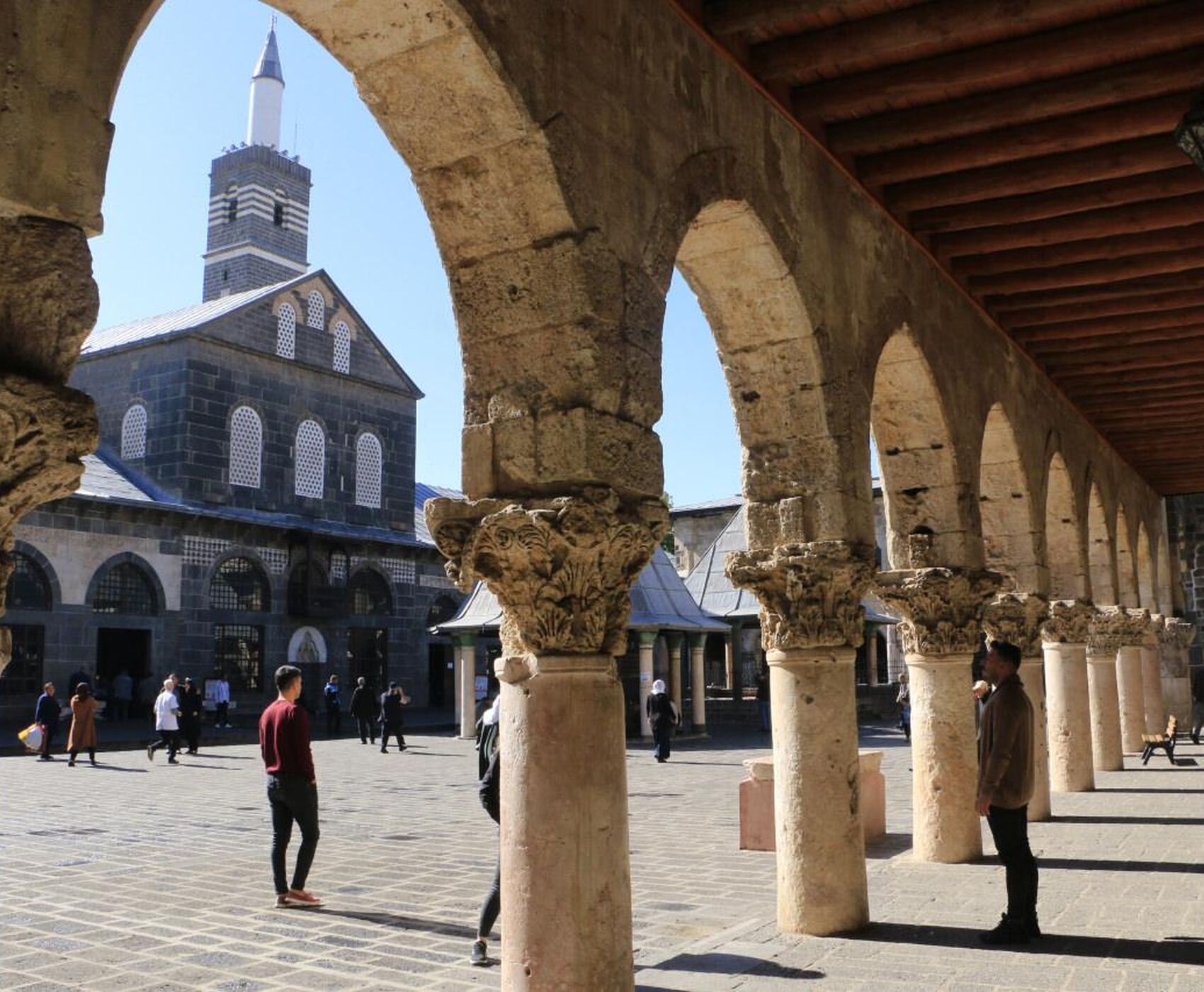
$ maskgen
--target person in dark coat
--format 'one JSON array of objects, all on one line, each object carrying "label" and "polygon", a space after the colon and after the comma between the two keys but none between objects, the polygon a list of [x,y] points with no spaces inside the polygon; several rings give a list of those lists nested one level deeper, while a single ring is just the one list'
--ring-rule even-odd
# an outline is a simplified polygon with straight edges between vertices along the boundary
[{"label": "person in dark coat", "polygon": [[42,752],[39,760],[54,761],[51,743],[59,730],[59,701],[54,698],[54,683],[42,686],[42,695],[37,697],[37,705],[34,708],[34,722],[42,727]]},{"label": "person in dark coat", "polygon": [[368,738],[376,744],[376,713],[372,704],[372,693],[368,690],[364,677],[355,680],[355,691],[352,692],[352,716],[360,732],[360,744],[367,744]]},{"label": "person in dark coat", "polygon": [[653,683],[653,692],[644,703],[648,711],[648,721],[653,725],[653,754],[661,763],[669,760],[669,739],[673,737],[673,728],[680,719],[677,707],[665,692],[665,680],[657,679]]},{"label": "person in dark coat", "polygon": [[196,684],[184,679],[184,689],[179,693],[179,732],[188,742],[188,754],[195,755],[201,745],[201,719],[205,715],[205,701]]},{"label": "person in dark coat", "polygon": [[406,697],[397,683],[389,683],[389,691],[380,697],[380,754],[389,750],[389,736],[397,738],[397,750],[406,750],[406,738],[401,736],[401,708]]}]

*Instructions to follow:* Quote the records above verbatim, omitting the pictures.

*Completed task:*
$ maskgen
--target person in dark coat
--format 'one JSON array of objects, all on one line, each object carrying "label" and "polygon", a space after the colon and after the comma between the two keys but none between objects, the polygon a list of [x,y] points with no spaces inside the polygon; several rings give a list of those lists nested one level deeper, while a single ring is just the one list'
--ring-rule even-odd
# an outline is a simplified polygon with straight edges between vertices along the boundary
[{"label": "person in dark coat", "polygon": [[42,752],[39,760],[54,761],[51,743],[59,730],[59,701],[54,698],[54,683],[42,686],[42,695],[37,697],[37,705],[34,708],[34,722],[42,727]]},{"label": "person in dark coat", "polygon": [[368,738],[376,744],[376,713],[372,704],[372,693],[368,690],[364,677],[355,680],[355,691],[352,692],[352,716],[360,732],[360,744],[367,744]]},{"label": "person in dark coat", "polygon": [[653,683],[653,692],[644,703],[648,711],[648,721],[653,725],[653,754],[661,763],[669,760],[669,739],[673,737],[673,728],[680,719],[677,707],[665,692],[665,680],[657,679]]},{"label": "person in dark coat", "polygon": [[196,684],[184,679],[184,689],[179,693],[179,732],[188,742],[188,754],[195,755],[201,745],[201,719],[205,715],[205,701]]},{"label": "person in dark coat", "polygon": [[406,697],[397,683],[389,683],[389,691],[380,697],[380,754],[389,750],[389,736],[397,738],[397,750],[406,750],[406,738],[401,736],[401,708]]}]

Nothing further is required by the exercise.